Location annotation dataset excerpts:
**********

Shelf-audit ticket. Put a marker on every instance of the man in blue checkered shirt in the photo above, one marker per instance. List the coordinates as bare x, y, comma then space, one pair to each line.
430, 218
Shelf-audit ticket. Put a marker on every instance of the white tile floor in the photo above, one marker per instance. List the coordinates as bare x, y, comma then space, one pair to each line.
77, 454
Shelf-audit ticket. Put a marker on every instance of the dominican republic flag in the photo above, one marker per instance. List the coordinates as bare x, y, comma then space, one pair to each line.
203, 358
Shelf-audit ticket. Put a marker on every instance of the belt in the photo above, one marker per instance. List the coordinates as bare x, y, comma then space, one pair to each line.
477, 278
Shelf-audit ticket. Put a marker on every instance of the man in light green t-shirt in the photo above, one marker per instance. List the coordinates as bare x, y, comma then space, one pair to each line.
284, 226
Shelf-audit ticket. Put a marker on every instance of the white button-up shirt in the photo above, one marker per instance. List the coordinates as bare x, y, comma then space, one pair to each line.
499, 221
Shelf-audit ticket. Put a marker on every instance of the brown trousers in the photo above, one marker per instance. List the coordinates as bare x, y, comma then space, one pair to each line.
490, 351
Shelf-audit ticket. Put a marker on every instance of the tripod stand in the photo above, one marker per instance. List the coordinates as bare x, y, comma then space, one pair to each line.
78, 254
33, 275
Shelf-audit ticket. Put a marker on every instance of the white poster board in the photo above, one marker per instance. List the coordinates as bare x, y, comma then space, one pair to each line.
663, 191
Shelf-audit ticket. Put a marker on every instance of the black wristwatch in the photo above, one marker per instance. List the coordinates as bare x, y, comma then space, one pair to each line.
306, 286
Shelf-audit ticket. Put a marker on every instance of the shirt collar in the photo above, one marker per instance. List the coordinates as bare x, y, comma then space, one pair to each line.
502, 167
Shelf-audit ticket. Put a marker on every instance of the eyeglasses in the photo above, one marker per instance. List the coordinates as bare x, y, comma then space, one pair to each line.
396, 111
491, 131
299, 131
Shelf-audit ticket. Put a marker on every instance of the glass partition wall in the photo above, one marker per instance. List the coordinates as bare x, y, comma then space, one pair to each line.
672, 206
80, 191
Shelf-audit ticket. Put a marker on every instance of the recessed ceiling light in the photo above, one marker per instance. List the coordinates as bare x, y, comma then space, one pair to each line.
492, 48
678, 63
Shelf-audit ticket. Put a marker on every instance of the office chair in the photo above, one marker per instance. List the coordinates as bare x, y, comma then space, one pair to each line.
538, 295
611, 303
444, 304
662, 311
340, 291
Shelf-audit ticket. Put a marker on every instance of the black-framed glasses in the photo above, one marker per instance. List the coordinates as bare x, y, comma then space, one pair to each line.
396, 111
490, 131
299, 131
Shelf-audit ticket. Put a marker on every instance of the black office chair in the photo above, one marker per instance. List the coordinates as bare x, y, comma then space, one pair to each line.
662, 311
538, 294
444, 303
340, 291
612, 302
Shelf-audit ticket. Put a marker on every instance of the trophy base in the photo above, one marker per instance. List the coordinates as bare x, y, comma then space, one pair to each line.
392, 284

**********

◆ Your task ◆
Render the records as a JSON list of strings, one string per line and no blank lines. Begin at the line containing "Shelf-audit ticket. Put a marker on every instance of the trophy" and continue through the end of the records.

◆ Right answer ◆
[
  "Shelf-audit ticket. Put a marker on every instance of the trophy base in the photo above, one marker per instance. List the coordinates as bare x, y, comma then space, one pair to each line.",
  "392, 284"
]